Start of Listing

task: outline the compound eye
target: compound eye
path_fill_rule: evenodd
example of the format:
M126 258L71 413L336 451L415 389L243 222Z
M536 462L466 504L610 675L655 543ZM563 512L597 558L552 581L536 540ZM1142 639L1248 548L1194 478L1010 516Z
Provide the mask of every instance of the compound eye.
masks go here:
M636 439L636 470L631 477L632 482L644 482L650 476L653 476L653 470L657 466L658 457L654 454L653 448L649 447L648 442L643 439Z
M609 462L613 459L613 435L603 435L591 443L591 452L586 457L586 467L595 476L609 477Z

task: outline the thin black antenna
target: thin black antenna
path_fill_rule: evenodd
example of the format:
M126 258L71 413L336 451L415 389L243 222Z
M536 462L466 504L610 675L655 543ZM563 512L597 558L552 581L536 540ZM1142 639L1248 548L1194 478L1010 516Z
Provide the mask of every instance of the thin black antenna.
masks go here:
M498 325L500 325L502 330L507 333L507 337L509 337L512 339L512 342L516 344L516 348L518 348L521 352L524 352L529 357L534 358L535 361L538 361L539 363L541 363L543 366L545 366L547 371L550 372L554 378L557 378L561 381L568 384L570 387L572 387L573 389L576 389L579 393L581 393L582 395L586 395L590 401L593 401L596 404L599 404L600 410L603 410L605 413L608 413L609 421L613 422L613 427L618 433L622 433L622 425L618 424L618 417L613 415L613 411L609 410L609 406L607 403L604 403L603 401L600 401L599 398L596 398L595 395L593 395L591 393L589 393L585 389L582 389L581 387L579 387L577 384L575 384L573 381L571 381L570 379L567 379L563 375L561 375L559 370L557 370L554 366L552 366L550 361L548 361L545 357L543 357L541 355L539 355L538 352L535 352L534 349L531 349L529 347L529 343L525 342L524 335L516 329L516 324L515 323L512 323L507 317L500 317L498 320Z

End of Listing

▸ **The task**
Reproduce every one of the lines above, word for word and character for character.

▸ **Finished task**
task: outline the compound eye
target: compound eye
path_fill_rule: evenodd
example of the format:
M126 258L71 413L336 451L415 389L243 222Z
M536 462L466 504L610 675L655 543ZM563 512L597 558L552 581L536 540ZM1142 639L1248 548L1194 478L1010 516Z
Provide the mask of every instance of the compound eye.
masks go here:
M636 439L636 470L631 477L632 482L644 482L650 476L653 476L653 470L657 466L658 457L654 454L653 448L649 447L648 442L643 439Z
M609 462L613 459L613 435L603 435L591 443L591 452L586 457L586 467L595 476L609 477Z

task: outline the thin black antenna
target: thin black antenna
path_fill_rule: evenodd
example of the format:
M126 258L71 413L336 451L415 389L243 222Z
M536 462L466 504L610 675L655 543ZM563 512L597 558L552 581L536 540ZM1142 639L1248 548L1194 478L1010 516Z
Provide the mask of every instance of the thin black antenna.
masks go here:
M498 325L500 325L502 330L507 333L507 337L509 337L512 339L512 342L516 344L516 348L518 348L521 352L524 352L529 357L534 358L535 361L538 361L539 363L541 363L543 366L545 366L547 371L550 372L554 378L557 378L561 381L568 384L570 387L572 387L573 389L576 389L579 393L581 393L582 395L586 395L590 401L593 401L596 404L599 404L600 410L603 410L605 413L608 413L609 421L613 422L613 427L618 433L622 433L622 425L618 424L618 417L613 415L613 411L609 410L609 406L607 403L604 403L603 401L600 401L599 398L596 398L595 395L593 395L591 393L589 393L585 389L582 389L581 387L579 387L577 384L575 384L573 381L571 381L570 379L567 379L563 375L561 375L559 370L557 370L554 366L552 366L550 361L548 361L545 357L543 357L541 355L539 355L538 352L535 352L534 349L531 349L529 347L529 343L525 342L524 335L516 329L516 324L515 323L512 323L507 317L500 317L498 320Z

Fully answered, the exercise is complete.